### TEXT SHOWN

Indonesia’s Iconic Bogor Botanical Gardens Reopens to Public

Indonesia, Bogor, national park, post-covid, culture

Photo: By Sakurai Midori - Own work, CC BY 3.0, https://commons.wikimedia.org/w/index.php?curid=7361074

After being closed for three months because of the COVID-19 pandemic, the Bogor Botanical Gardens in Bogor, West Java, have reopened. Bogor has been one of the main clusters of infection in Indonesia but new strict health measures should contain possible new infections. 

According to Hendrian, head of the gardens’ Plant Conservation Research Center (PKT), the tourist destination is applying health protocols, which include online ticket purchases and cashless transactions within the facility.

“This is to ensure that COVID-19 prevention protocols are implemented accordingly,” he told to news magazine kompas.com last Friday.

Other measures such as wearing masks and maintaining physical distances will also be implemented, with consistent reminders throughout visits. Bogor was considered a hotspot for COVID infections. They are 256 people currently testing positive to the virus. Deaths from COVID-19 reached 20. Total infections in West Java, where Bogor is located, reached 6,084 this week including 206 deaths.

### WHAT TO DO
A - How long had the Bogor Botanical Gardens been closed before reopening, according to the article on their reopening?
B - Please print the passage from the Bogor Botanical Gardens article, starting at "After being closed" and ending at "possible new infections.".

### DATA RECORDS
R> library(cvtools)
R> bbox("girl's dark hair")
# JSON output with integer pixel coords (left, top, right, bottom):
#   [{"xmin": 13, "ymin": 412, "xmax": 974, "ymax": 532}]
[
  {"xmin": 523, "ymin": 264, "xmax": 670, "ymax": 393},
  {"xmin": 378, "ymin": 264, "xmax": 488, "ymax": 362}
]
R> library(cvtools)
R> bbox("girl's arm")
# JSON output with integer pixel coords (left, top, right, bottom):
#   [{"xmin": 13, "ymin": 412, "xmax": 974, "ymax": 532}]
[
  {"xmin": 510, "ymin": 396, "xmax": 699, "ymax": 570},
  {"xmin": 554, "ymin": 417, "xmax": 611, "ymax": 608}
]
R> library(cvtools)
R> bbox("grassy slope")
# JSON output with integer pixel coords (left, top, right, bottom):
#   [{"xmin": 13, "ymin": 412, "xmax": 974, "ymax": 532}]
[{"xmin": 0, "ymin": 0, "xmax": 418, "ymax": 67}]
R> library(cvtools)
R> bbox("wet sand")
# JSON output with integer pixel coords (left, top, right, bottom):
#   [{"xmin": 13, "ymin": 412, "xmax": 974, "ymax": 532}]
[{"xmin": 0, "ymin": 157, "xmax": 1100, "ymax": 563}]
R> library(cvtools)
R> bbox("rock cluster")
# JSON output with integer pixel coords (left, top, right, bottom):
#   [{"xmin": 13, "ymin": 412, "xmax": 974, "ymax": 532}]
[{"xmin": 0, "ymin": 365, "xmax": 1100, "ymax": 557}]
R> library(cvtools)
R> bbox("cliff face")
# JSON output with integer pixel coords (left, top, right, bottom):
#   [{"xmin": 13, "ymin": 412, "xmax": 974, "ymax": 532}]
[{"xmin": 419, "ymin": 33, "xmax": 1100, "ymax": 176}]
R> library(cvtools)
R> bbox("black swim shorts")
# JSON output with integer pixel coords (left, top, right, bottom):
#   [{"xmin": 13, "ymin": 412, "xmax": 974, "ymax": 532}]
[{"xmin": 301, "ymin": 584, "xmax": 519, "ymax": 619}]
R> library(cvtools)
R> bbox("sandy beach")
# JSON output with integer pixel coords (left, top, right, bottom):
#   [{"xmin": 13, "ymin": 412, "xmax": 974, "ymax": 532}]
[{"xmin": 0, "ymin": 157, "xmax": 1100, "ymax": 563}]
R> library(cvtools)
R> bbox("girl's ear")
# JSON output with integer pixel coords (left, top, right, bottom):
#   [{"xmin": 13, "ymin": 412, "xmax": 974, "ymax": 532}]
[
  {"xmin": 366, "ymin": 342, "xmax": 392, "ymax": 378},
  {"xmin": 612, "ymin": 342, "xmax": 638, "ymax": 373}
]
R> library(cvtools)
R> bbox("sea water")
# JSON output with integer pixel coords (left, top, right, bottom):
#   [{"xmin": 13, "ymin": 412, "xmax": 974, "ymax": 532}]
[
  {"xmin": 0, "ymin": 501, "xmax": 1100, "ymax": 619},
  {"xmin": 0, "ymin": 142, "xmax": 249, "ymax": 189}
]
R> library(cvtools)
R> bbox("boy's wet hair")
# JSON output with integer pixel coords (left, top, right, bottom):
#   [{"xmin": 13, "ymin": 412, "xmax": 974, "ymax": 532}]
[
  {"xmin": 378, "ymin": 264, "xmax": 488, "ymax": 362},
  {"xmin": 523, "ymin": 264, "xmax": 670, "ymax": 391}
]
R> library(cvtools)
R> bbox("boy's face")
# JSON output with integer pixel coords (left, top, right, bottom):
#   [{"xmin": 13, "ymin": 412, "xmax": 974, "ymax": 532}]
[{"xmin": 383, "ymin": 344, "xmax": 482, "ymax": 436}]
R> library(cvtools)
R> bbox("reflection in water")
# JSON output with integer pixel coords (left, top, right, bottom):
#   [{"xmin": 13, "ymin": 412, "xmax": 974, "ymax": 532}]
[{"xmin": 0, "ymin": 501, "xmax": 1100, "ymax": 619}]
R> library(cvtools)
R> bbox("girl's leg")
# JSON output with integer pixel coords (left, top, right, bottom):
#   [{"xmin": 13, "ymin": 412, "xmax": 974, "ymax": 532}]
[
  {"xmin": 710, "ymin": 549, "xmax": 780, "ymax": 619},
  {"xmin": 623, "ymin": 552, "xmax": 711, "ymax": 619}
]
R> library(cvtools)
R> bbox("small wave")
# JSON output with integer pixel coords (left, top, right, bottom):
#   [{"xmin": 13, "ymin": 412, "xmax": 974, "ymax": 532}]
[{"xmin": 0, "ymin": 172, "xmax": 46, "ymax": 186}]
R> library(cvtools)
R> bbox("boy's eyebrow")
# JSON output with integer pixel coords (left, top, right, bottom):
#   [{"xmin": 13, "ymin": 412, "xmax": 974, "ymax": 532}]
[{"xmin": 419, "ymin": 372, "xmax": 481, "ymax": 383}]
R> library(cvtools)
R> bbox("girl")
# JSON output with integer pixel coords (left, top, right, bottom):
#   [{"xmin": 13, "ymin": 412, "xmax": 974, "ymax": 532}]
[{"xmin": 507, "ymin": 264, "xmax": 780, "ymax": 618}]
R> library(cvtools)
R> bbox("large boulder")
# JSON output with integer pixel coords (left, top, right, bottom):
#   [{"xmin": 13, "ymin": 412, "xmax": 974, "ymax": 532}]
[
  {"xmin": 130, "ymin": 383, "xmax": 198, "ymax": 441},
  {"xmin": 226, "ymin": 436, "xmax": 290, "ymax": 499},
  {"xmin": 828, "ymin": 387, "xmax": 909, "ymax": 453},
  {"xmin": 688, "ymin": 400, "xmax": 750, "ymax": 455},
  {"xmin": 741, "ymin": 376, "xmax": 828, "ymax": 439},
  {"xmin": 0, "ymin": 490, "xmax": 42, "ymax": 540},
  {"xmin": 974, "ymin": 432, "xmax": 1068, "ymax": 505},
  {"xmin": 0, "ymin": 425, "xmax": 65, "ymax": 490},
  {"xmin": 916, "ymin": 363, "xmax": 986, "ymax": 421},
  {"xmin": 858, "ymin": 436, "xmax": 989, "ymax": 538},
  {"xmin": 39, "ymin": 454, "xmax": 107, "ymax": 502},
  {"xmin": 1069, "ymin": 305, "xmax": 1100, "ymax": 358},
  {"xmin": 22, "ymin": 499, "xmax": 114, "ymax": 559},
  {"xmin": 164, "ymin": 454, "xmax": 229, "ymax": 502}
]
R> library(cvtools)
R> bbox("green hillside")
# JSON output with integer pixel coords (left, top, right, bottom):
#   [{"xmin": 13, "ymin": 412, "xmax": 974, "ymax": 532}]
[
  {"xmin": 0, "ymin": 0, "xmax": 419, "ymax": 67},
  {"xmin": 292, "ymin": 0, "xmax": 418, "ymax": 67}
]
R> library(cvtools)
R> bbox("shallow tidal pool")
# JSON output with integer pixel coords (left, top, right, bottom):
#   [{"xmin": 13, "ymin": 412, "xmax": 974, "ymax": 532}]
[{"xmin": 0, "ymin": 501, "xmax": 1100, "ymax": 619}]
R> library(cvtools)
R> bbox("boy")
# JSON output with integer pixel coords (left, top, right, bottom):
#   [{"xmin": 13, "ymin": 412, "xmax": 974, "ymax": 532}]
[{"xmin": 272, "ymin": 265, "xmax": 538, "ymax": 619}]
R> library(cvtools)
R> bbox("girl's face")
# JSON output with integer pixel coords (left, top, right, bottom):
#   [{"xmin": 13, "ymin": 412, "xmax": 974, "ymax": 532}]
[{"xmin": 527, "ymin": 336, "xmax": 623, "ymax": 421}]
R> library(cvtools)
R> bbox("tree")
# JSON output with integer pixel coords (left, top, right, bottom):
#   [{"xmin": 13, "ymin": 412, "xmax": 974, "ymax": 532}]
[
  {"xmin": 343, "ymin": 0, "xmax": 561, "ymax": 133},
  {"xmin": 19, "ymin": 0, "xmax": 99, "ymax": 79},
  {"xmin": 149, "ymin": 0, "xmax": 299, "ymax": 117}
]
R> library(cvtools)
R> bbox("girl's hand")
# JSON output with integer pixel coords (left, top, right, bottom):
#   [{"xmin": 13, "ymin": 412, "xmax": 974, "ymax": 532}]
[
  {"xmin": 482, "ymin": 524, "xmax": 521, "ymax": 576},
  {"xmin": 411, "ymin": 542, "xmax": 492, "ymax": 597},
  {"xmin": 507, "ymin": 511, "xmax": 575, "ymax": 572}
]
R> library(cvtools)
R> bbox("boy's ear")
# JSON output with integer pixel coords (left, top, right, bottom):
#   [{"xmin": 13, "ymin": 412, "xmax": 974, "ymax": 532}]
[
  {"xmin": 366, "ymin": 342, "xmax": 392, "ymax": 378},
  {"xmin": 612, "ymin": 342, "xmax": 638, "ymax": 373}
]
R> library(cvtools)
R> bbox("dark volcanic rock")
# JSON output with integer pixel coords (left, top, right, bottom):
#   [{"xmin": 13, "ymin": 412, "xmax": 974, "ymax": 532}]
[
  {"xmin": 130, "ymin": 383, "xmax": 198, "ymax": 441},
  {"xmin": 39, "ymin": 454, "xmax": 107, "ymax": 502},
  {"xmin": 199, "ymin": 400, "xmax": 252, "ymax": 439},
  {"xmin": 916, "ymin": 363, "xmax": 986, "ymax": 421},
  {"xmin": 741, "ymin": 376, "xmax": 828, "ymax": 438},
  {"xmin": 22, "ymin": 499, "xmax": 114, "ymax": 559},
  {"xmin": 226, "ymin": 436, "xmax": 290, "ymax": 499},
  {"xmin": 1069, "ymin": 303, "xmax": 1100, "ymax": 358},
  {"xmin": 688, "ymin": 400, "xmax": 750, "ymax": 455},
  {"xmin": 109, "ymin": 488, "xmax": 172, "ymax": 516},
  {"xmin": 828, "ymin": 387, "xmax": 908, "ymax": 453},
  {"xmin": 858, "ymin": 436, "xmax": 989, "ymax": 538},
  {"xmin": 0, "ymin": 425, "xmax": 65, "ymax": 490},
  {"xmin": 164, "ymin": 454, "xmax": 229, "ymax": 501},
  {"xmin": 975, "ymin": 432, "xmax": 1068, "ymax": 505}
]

### PER-TASK ANSWERS
A - Three months.

B -
After being closed for three months because of the COVID-19 pandemic, the Bogor Botanical Gardens in Bogor, West Java, have reopened. Bogor has been one of the main clusters of infection in Indonesia but new strict health measures should contain possible new infections.